== Text segment ==
● ● ● ● ●

Kristy Gao's work in San Francisco involves opening her laptop to a dashboard tracking thousands of medical referrals flowing through her startup's AI system. Just three years ago, she was writing code for carbon accounting engines at Watershed Climate. Today, as Co-founder of Cenote, she is tackling one of healthcare's most persistent inefficiencies: the fax machine.
The Fax Problem
The American healthcare system has a secret hiding in plain sight. Despite technological advances influencing every other industry, specialist clinics still receive hundreds of faxes weekly containing critical patient information. Each fax requires manual data extraction, insurance verification, and follow-up communication, a process so inefficient that 40 to 60 percent of patient referrals simply drop off, costing the U.S. healthcare system over $150 billion annually.
This administrative challenge became personal for Kristy Gao after a medical emergency left her reaching out for insurance claims and waiting six months for necessary follow-up care. The experience sparked the idea for Cenote, which she founded in 2024 with co-founders Kofi Ansong and Ajani Smith-Washington. They are friends she met through a book club she started to build connections in San Francisco.
"Leaving behind a job and a lifestyle that you've had for a few years, to start a company is scary," Kristy Gao explains. For her, the stakes were even higher due to immigration complications. "There's an additional complication where if I quit my job, I couldn't stay in the U.S. anymore because I didn't have a work visa. I actually moved back home to Canada for months."
What truly frightened her, however, was not the career risk or visa uncertainty, but "if I'd regret not trying."
From Waterloo to Y Combinator
Kristy Gao's technical foundation was built at the University of Waterloo, where she earned her Bachelor's in computer science in 2022. During her university years, she organized Hack the North, the world's biggest student hackathon, and founded the SoGal Chapter at Waterloo to reduce diversity gaps in entrepreneurship.
Her career accelerated through internships at Google, PayPal, and Cockroach Labs before landing at Watershed Climate, where she built carbon accounting engines. This expertise and healthcare experience helped her tackle the referral processing challenge.
In early 2025, Cenote was accepted into Y Combinator's Winter batch, securing $500,000 in seed funding and joining the ranks of an accelerator that launched industry giants like Airbnb and Reddit.
"It's a real privilege to be a recipient. YC can take any company to the next level, not just with their funding, but also their resources at hand, like their network and mentorship," Gao acknowledges.
AI-Powered Healthcare Administration
Cenote's platform automates the entire referral-to-treatment pipeline using a combination of artificial intelligence (AI), natural language processing (NLP), and robotic process automation. The system parses incoming faxes, identifies missing information, verifies insurance coverage, and integrates with electronic health records, reducing referral processing time from weeks to hours.
Since joining Y Combinator, Cenote's annual recurring revenue has surged with a 50 percent week-over-week growth rate. The startup now serves sleep clinics, durable medical equipment providers, and neurology practices, processing thousands of patients monthly.

● ● ● ● ●

== What is expected ==
Rewrite the passage of the Kristy Gao profile from "Her career accelerated" to "referral processing challenge.", swapping "internships" for "work terms".

== Source material ==
● ● ● ● ●

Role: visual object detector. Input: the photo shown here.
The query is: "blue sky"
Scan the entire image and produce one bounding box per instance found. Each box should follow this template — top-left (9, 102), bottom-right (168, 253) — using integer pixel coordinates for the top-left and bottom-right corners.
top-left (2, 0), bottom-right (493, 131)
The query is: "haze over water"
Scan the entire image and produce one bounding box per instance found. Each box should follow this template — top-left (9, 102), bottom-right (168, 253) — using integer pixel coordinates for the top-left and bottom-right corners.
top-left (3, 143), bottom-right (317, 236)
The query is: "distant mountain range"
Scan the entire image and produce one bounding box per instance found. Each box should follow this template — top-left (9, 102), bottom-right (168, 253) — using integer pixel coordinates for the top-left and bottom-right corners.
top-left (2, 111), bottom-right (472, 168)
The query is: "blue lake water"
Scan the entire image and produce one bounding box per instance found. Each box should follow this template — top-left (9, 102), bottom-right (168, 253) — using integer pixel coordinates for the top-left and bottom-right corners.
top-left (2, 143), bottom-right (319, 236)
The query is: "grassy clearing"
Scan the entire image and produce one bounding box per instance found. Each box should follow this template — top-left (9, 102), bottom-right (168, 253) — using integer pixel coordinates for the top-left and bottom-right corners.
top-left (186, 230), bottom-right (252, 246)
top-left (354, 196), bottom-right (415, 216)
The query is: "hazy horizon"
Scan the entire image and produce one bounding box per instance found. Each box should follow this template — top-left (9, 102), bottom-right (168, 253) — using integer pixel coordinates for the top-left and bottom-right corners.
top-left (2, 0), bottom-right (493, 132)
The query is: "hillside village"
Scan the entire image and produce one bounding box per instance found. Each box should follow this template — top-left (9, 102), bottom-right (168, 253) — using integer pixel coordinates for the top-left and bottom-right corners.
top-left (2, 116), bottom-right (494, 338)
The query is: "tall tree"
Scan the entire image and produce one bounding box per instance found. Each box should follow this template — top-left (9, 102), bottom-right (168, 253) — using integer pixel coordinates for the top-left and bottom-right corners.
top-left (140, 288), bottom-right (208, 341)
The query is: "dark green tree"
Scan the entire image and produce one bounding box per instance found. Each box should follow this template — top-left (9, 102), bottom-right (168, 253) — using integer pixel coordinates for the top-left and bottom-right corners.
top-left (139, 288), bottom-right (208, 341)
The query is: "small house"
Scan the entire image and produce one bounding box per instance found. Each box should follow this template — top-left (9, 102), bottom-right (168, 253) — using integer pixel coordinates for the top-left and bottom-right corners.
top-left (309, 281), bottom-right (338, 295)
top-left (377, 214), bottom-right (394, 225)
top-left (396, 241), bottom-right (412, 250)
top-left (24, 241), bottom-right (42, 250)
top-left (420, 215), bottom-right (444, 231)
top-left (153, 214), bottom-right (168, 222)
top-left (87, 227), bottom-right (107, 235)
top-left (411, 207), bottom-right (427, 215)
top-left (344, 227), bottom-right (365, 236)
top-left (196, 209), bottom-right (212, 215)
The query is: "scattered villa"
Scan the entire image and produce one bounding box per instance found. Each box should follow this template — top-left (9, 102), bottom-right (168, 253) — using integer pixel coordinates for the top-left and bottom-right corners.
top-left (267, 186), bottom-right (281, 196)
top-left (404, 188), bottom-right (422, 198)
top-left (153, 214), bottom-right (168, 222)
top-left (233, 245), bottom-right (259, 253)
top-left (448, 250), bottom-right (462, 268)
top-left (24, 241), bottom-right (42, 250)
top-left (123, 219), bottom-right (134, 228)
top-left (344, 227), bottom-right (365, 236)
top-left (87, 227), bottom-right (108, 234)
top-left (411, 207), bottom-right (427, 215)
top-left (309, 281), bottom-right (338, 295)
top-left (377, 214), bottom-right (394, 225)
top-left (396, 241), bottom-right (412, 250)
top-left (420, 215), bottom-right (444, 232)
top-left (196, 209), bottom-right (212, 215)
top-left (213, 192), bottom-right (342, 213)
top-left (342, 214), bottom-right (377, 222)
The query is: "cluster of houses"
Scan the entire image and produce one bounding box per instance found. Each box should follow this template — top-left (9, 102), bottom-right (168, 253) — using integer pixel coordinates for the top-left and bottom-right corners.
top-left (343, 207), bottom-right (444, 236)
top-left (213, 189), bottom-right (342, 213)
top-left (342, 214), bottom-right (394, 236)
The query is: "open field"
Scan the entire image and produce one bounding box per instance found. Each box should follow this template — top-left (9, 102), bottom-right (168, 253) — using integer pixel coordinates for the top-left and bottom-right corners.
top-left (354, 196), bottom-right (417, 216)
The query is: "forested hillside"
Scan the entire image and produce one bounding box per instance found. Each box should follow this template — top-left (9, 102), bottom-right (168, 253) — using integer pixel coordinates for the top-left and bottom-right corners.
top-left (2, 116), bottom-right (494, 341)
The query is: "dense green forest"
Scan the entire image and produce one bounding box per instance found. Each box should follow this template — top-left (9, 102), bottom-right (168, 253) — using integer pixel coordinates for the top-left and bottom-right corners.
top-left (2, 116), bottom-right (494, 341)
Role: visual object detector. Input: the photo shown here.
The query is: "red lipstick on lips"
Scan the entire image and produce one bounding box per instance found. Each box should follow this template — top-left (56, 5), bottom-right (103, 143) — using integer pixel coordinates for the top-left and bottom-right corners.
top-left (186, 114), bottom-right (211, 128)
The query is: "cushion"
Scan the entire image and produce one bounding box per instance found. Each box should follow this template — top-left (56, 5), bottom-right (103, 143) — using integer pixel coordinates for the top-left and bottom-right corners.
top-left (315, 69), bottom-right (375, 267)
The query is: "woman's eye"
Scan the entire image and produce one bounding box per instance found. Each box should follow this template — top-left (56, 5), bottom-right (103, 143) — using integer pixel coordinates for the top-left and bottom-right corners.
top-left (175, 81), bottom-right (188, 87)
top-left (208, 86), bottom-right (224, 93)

● ● ● ● ●

== Answer area ==
Her career accelerated through work terms at Google, PayPal, and Cockroach Labs before landing at Watershed Climate, where she built carbon accounting engines. This expertise and healthcare experience helped her tackle the referral processing challenge.